Start

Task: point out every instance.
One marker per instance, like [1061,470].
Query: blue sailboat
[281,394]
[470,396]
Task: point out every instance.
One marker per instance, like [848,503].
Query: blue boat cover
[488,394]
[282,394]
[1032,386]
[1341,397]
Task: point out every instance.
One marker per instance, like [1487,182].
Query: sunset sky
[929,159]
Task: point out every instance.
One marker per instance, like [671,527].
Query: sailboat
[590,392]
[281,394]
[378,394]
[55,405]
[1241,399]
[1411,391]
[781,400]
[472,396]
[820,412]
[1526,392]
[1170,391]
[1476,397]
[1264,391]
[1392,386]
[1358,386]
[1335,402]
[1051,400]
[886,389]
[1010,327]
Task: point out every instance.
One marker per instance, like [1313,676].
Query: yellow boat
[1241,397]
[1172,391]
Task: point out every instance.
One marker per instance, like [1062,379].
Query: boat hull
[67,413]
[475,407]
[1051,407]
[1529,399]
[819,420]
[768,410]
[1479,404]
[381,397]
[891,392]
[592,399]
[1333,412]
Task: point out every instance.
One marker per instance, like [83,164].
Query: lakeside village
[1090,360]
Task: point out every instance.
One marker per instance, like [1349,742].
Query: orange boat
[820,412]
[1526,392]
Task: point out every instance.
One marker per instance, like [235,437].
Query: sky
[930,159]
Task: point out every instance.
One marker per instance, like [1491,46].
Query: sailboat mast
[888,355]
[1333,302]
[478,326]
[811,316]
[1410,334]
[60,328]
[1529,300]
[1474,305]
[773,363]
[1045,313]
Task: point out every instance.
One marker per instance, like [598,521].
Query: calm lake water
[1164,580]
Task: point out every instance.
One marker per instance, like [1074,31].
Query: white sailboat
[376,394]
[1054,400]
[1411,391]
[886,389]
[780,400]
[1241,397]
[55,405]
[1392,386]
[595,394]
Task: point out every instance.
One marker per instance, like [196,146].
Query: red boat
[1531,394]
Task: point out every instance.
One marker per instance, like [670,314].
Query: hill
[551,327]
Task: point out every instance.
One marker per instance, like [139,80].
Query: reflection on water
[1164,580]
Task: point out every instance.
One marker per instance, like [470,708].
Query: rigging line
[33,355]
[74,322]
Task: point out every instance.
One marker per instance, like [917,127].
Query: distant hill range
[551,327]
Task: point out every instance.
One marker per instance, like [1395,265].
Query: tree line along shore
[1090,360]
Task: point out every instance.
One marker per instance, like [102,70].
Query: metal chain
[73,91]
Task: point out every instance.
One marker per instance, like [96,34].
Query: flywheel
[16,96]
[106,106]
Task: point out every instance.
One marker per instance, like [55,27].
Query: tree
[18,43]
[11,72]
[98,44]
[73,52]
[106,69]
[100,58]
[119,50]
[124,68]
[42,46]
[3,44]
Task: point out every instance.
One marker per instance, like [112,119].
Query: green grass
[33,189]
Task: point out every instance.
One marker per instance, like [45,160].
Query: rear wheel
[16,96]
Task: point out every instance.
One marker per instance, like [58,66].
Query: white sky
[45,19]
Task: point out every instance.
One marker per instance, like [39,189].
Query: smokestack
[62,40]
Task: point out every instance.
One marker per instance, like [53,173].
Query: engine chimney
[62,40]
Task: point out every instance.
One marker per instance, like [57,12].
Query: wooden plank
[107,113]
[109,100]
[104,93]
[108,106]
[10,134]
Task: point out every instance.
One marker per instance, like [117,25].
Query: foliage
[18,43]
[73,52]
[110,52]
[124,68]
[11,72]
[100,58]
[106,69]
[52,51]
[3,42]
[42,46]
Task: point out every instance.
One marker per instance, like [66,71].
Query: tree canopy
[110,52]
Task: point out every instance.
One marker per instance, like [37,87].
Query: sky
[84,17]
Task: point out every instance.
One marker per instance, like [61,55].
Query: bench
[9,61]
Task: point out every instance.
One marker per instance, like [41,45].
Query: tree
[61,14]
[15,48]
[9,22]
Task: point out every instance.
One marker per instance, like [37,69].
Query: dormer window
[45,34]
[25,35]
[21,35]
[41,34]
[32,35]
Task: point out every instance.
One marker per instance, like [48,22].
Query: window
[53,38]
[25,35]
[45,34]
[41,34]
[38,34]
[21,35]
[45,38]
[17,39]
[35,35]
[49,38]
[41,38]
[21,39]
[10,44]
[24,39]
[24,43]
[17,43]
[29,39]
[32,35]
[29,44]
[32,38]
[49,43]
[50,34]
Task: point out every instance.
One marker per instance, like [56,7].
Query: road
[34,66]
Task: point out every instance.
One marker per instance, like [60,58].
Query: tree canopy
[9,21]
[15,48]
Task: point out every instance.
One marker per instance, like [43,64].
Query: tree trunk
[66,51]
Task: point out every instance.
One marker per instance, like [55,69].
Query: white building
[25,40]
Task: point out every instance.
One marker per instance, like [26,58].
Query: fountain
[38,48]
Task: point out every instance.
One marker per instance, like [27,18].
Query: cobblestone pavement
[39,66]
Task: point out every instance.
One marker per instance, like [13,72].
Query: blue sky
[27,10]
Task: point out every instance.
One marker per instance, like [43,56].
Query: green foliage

End

### EXERCISE BRIEF
Retype all of the data shown above, word for word.

### WRITTEN RESPONSE
Task: point out every instance.
One marker per instance, like [1061,470].
Query: blue sailboat
[281,394]
[470,396]
Task: point out every instance.
One marker per instance, like [848,503].
Query: blue boat cover
[488,394]
[282,394]
[1032,386]
[1341,397]
Task: point out every instance.
One marker per instance, like [1487,182].
Query: sunset sky
[929,159]
Task: point out every instance.
One marker per instance, like [671,527].
Query: sailboat
[590,392]
[281,394]
[378,394]
[55,405]
[1241,399]
[1411,391]
[781,400]
[472,396]
[820,412]
[1526,392]
[1170,391]
[1476,397]
[1264,391]
[1392,386]
[1358,386]
[1335,402]
[1051,400]
[886,389]
[1010,327]
Task: point out every instance.
One marker per instance, like [1313,676].
Query: yellow boat
[1241,397]
[1172,391]
Task: point out every instance.
One marker per instance, like [1062,379].
Query: boat hull
[67,413]
[475,407]
[1051,407]
[1529,399]
[819,420]
[768,410]
[1479,404]
[381,397]
[891,392]
[592,399]
[1333,412]
Task: point out every instance.
One marker per instance, like [83,164].
Query: lakeside village
[1090,360]
Task: point out every instance.
One marker per instance, like [1349,742].
Query: orange boat
[820,412]
[1526,392]
Task: point out every instance.
One marker per instance, like [235,437].
Query: sky
[930,159]
Task: point out every instance.
One marker per instance, like [1491,46].
Query: sailboat mast
[888,355]
[1333,302]
[478,326]
[811,316]
[1410,334]
[60,328]
[1529,300]
[1474,305]
[773,363]
[1045,313]
Task: point out every instance.
One marker per instance, like [598,521].
Query: calm lake water
[1164,580]
Task: point out every instance.
One marker per instance, like [1074,31].
Query: white sailboat
[376,394]
[1054,400]
[1411,391]
[886,389]
[780,400]
[1241,397]
[55,405]
[1392,386]
[595,394]
Task: point out every instance.
One marker per instance, like [196,146].
Query: red boat
[1531,394]
Task: point out every instance.
One marker per instance, like [670,314].
Query: hill
[551,327]
Task: point out every instance.
One marker per instance, like [139,80].
Query: reflection on water
[1164,580]
Task: point out every instance.
One marker per instance, like [470,708].
Query: rigging line
[33,355]
[74,322]
Task: point out every instance.
One marker per instance, like [917,127].
Query: distant hill range
[551,327]
Task: point out every instance.
One marker per instance, like [1395,265].
Query: tree line along shore
[1090,360]
Task: point out every instance.
One marker per instance, like [102,70].
Query: metal chain
[73,91]
Task: point out every instance.
One marker per instance, like [96,34].
Query: flywheel
[16,96]
[106,106]
Task: point out every instance.
One marker per instance, like [55,27].
Query: tree
[18,43]
[11,72]
[98,44]
[73,52]
[106,69]
[100,58]
[119,50]
[124,68]
[42,46]
[3,44]
Task: point out every instance.
One marker per instance, like [112,119].
Query: green grass
[33,189]
Task: point out every instance.
One marker per instance, like [45,160].
Query: rear wheel
[16,96]
Task: point out every instance.
One marker per instance, like [58,66].
Query: white sky
[45,19]
Task: point out every instance.
One marker per instance, like [39,189].
Query: smokestack
[62,40]
Task: point out every instance.
One marker per instance, like [53,173].
Query: engine chimney
[62,40]
Task: point out every instance.
One marker per instance, like [57,12].
Query: wooden plank
[107,113]
[109,100]
[104,93]
[108,106]
[10,134]
Task: point out every instance.
One marker per instance, like [117,25].
Query: foliage
[18,43]
[73,52]
[110,52]
[124,68]
[11,72]
[100,58]
[106,69]
[52,51]
[3,42]
[42,46]
Task: point out every instance.
One marker per instance, like [66,71].
Query: tree canopy
[110,52]
Task: point out every instance.
One marker per instance, like [37,87].
Query: sky
[84,17]
Task: point out every instance.
One marker per instance, like [61,55].
Query: bench
[9,61]
Task: point out every instance.
One marker per instance, like [41,45].
Query: tree
[61,14]
[15,48]
[9,22]
Task: point out every instance.
One marker per instance, like [37,69].
Query: dormer window
[45,34]
[25,35]
[21,35]
[41,34]
[32,35]
Task: point out every instance.
One marker per instance, like [48,22].
Query: window
[53,38]
[25,35]
[45,34]
[41,34]
[38,34]
[21,35]
[45,38]
[17,39]
[35,35]
[49,38]
[41,38]
[21,39]
[10,44]
[24,39]
[24,43]
[17,43]
[29,39]
[32,35]
[29,44]
[32,38]
[49,43]
[50,34]
Task: point out every instance.
One marker per instance, like [56,7].
Query: road
[34,66]
Task: point out every instance.
One marker per instance, like [60,58].
Query: tree canopy
[9,21]
[15,48]
Task: point out every instance.
One marker per instance, like [43,64].
Query: tree trunk
[66,51]
Task: point out every instance.
One marker per instance, like [55,69].
Query: white building
[25,40]
Task: point out every instance.
One marker per instance, like [26,58].
Query: fountain
[38,48]
Task: point out every instance.
One marker per instance, like [27,18].
Query: cobblestone pavement
[39,66]
Task: point out every instance.
One marker per instance, like [13,72].
Query: blue sky
[27,10]
Task: point out every instance.
One marker per instance, like [43,56].
Query: green foliage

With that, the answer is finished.